Condense the paragraph beginning "According to a recent study" in the sleep article below into a short list of its main facts.

▶ **Source extract**

===

Dreamy, hazy sleep, the sumptuous bliss of soft pillows and perfect warmth, drifting us away into a muzzily delightful world of dreams. Sleep is one of life's great pleasures and now we can enjoy it even more, because we're officially good at it.
According to a recent study, Auckland sleepers have the second-best sleep quality in the world. The VAAY study correlates lifestyle factors like overwork, commute times and caffeine use among city-dwellers to create an index of who gets the best sleep. Apart from Amsterdam, who must fit in some pretty decent naps around all that nightlife (could it be all that red light?), it's Auckland.
Of all the indexes of all the bodily things, this is the one to win. Good sleep is the foundation of good health. It impacts everything from ageing and weight to heart disease, even to how likely you are to remember your own name at the big pitch meeting. It's enough to give you a sleepless night. Humans are the only animal that routinely undersleeps. Sometimes we have to; sometimes it's fun to. As children we idealise staying up late, something that begins at birth. Shakespeare wrote, "Macbeth does murder sleep," so it's amazing that more babies aren't named Macbeth.

===

▶ **Extracted entries**
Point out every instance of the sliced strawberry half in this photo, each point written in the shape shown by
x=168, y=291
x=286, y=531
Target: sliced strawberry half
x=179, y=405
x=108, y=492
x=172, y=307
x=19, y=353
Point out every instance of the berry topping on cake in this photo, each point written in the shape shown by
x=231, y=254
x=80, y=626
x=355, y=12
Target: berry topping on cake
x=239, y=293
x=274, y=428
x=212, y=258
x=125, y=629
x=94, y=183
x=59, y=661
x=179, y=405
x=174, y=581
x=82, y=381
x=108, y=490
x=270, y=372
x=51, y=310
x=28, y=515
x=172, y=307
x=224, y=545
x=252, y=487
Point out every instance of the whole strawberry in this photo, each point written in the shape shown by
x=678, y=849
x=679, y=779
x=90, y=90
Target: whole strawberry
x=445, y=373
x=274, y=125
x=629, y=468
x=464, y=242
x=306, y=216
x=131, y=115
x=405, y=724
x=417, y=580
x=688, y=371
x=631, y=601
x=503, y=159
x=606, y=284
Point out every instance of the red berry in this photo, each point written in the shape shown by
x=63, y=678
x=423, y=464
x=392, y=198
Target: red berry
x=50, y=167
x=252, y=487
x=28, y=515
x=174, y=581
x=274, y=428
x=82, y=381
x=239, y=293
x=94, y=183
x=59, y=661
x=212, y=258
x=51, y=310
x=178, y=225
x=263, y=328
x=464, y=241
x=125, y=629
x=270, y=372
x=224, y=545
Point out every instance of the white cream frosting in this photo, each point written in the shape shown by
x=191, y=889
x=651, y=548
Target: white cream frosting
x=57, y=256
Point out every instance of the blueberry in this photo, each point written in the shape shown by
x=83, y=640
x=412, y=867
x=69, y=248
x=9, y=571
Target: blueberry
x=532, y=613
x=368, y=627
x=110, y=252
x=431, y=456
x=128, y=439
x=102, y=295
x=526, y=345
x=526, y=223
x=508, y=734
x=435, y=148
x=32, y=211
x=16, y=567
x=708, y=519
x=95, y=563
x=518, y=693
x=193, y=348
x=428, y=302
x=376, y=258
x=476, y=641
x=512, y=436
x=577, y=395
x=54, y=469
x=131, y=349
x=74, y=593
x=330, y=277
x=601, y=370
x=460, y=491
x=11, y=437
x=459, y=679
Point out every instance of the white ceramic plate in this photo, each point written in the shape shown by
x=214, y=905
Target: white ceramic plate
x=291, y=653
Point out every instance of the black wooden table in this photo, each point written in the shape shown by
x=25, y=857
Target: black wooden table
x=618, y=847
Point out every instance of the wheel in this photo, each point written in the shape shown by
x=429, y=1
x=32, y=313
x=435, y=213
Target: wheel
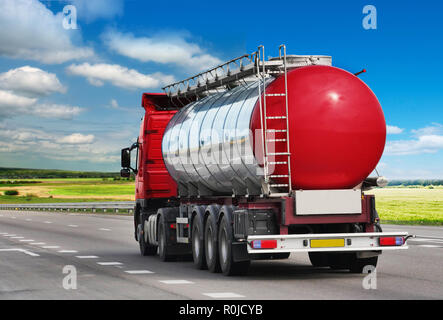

===

▶ **Reply**
- A recent study found that Auckland sleepers have the second-best sleep quality in the world.
- The VAAY study builds an index of who sleeps best by correlating city-dwellers' lifestyle factors, such as overwork, commute times and caffeine use.
- Only Amsterdam ranks above Auckland.